Faribault Daily News reports…
While the technology enabling the significant shift to telemedicine has been in place for years, most providers have preferred to stick with face-to-face appointments. In addition, Medicare and other health insurance often haven’t reimbursed care providers for virtual appointments.
On both counts, change has come rapidly. On March 30, the Centers for Medicare and Medicaid Services announced that it would reimburse physicians for telehealth visits at the same rate as for in-person visits.
Effective March 1, the change covers checkups and medical care provided for any reason, not just coronavirus care. Medicare also expanded access by scrapping a rule that required all telehealth visits to take place on devices meeting federal online privacy and security standards.
U.S. Sens. Tina Smith and Amy Klobuchar feel that doesn’t go far enough. Together, Minnesota’s two senators introduced the Health Care at Home Act last Friday, with the backing of the National Alliance on Mental Illness, the American Psychiatric Association and other organizations. The bill is designed to reduce the gap in coverage for telemedicine visits in comparison to in-person visits. It also prohibits restrictions as to which particular medical issues are eligible for telemedicine reimbursement.

▸ Actions to take
a) Answer these questions about the telemedicine article:
(i) On what date did the Centers for Medicare and Medicaid Services announce that it would reimburse physicians for telehealth visits at the same rate as in-person visits?
(ii) What rule did Medicare scrap to expand access?
(iii) What is the name of the bill that Sens. Tina Smith and Amy Klobuchar introduced?
b) Pick up the telemedicine article after its final sentence and continue writing it.

Extracted data entries
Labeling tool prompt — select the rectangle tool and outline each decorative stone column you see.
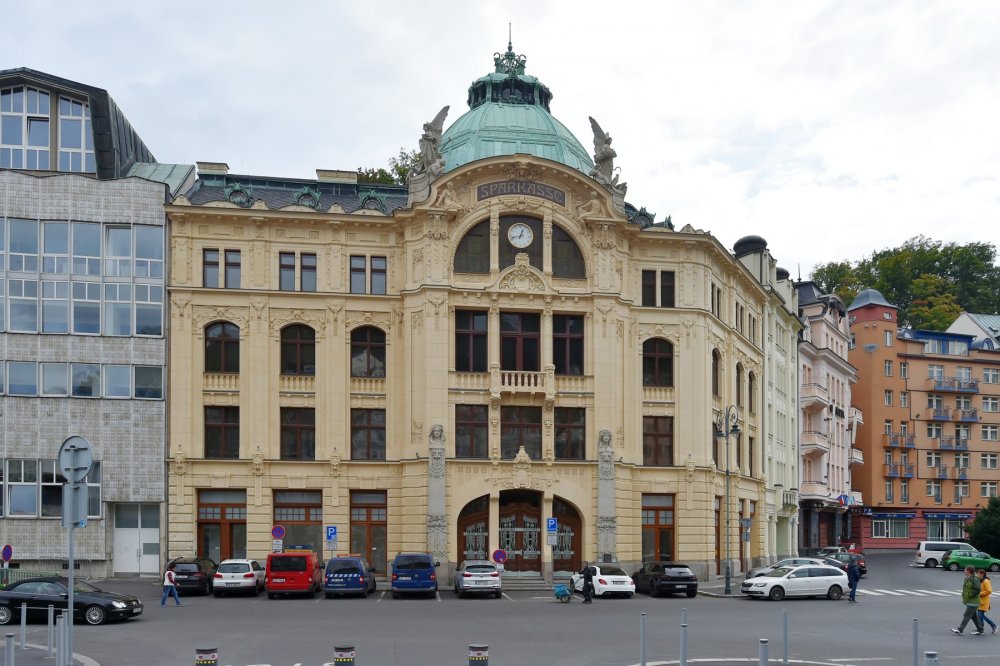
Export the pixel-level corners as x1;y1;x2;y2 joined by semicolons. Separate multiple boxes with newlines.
427;423;448;562
594;428;618;562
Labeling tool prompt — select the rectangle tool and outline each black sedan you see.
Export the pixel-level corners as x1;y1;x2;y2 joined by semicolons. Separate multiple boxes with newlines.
0;577;142;625
632;562;698;597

▸ Written responses
a)
(i) March 30.
(ii) The rule that required all telehealth visits to take place on devices meeting federal online privacy and security standards.
(iii) The Health Care at Home Act.

b)
Other restrictions existed at the state level, including limits on the number of reimbursable telemedicine visits per week and a requirement that telemedicine appointments be conducted over video chat rather than by phone.
Maisha Giles, the Minnesota Department of Health’s behavioral health director, said her agency has worked rapidly to help care providers across the state adapt to telemedicine. In addition, she said, the department has provided flexible grant funding for providers.